>> Start EXTRACT TO READ

For 1200.00 I bought the Bullet proof diesel kit. It came with all items needed to replace the STC fitting with the new style connector. it also came with a new EGR cooler tube as I did not do a delete. I got a new OEM oil cooler with the kit too. I did the whole shebang in about 16-18 hours taking time to eat, go to store etc. Easy stuff to do on your own.

When you take out the STC fitting it will have a ton of play in it if it is leaking that bad. The new one is a screw in type that is installed using a jam nut and a jig to get the right meashurement.
Also a word of advice, If you are not going to daily drive the 6.0.....Stay away from it. Worst thing for that engine is sitting as the turbo vanes rust up etc...Best thing for it is to drive it like you stole it. AKA, dont baby it. 

























This last picture shows you the HPOP in back. The STC fitting is on the back of the pump.

>> End EXTRACT TO READ

PROBLEM 1:
Answer these questions from the forum post on the 6.0 diesel repair:
(a) How much did the Bullet proof diesel kit cost?
(b) How long did the whole job take?
(c) What is used to install the new screw-in STC connector?
PROBLEM 2:
Continue the forum post on the 6.0 diesel repair from its last sentence.

>> Start PROVIDED MATERIAL

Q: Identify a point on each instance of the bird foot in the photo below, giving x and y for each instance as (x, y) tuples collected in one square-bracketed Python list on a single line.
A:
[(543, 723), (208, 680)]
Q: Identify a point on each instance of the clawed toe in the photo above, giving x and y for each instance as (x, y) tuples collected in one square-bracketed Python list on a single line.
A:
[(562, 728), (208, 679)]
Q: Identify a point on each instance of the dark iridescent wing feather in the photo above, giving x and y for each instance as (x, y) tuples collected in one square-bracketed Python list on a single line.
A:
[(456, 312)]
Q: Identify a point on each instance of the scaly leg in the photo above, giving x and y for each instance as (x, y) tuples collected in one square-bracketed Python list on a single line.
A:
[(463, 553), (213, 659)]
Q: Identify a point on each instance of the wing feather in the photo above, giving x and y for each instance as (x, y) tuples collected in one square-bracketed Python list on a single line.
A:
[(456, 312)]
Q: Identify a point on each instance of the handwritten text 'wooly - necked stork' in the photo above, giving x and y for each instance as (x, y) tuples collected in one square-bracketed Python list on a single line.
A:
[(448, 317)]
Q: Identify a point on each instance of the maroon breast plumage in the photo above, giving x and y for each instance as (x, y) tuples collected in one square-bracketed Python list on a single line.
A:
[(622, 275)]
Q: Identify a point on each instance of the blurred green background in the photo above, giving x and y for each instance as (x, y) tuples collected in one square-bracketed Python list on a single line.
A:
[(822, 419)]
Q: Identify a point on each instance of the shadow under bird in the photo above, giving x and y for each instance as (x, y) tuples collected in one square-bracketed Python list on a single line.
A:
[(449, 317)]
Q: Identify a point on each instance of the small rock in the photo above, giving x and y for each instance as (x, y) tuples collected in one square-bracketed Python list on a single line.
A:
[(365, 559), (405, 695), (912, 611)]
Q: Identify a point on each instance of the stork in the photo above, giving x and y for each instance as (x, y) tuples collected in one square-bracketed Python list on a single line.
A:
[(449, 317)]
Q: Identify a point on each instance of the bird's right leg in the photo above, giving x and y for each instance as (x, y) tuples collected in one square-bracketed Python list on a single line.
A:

>> End PROVIDED MATERIAL

FINAL RESULT 1:
(a) 1200.00
(b) About 16-18 hours, including time taken to eat and go to the store.
(c) A jam nut and a jig to get the right measurement.

FINAL RESULT 2:
----------



## 07PSDCREW (Sep 4, 2011)

Fatheadon1 suggests an oasis report....If you supply the vin number, I can supply you with an Oasis report by email....courtesy of being a Ford Tech.


----------



## fatheadon1 (Dec 27, 2007)

Ill add if you or anyone you know can weld you can buy to freeze out plugs weld them in the egr cooler then fill the plug with weld so it takes the heat and wam you just saved 250 bucks for an egr delete. An if you ever go threw a road side Emissions check your egr system is still there an you pass all the while its plugged and can't blow or leak


----------



## Spool it up (Oct 30, 2012)

07PSDCREW;1553354 said:


> For 1200.00 I bought the Bullet proof diesel kit. It came with all items needed to replace the STC fitting with the new style connector. it also came with a new EGR cooler tube as I did not do a delete. I got a new OEM oil cooler with the kit too. I did the whole shebang in about 16-18 hours taking time to eat, go to store etc. Easy stuff to do on your own.
> 
> When you take out the STC fitting it will have a ton of play in it if it is leaking that bad. The new one is a screw in type that is installed using a jam nut and a jig to get the right meashurement.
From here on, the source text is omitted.